◆ Task statement:
Every line containing "window" should be copied out. Go through the entries and find them.

*** Opening of Records supplied ***

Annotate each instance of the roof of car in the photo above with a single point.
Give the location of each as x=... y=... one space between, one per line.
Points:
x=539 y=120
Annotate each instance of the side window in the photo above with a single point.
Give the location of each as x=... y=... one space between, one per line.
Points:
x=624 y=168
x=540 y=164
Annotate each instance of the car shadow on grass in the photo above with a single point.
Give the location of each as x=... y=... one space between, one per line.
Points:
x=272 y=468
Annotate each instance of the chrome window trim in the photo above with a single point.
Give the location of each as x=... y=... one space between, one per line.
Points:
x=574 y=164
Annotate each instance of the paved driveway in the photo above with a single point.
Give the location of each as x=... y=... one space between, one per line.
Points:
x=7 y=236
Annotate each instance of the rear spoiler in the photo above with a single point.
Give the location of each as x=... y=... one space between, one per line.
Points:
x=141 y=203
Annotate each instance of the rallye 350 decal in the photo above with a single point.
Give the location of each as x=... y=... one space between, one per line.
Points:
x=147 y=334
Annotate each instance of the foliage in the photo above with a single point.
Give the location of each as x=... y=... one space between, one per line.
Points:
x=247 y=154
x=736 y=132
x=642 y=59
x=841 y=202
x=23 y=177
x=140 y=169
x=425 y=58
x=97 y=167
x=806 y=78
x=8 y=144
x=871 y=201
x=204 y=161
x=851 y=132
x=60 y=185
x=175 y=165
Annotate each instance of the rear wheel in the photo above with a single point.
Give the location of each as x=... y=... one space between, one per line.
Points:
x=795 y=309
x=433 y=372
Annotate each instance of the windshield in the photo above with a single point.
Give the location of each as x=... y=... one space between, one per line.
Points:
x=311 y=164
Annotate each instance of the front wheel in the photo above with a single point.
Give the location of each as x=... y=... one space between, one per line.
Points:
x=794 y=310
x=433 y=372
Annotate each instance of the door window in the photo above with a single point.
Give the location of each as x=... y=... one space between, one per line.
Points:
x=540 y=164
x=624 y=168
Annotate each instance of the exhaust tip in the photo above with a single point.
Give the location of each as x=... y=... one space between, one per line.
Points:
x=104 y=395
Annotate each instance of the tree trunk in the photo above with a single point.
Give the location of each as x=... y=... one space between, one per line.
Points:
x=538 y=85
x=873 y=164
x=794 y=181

*** Close of Records supplied ***

◆ Solution to this task:
Annotate each instance of the side window in the photo above with a single point.
Annotate each instance of the chrome window trim in the photo above with a single point.
Annotate each instance of the door window in the photo above with a single point.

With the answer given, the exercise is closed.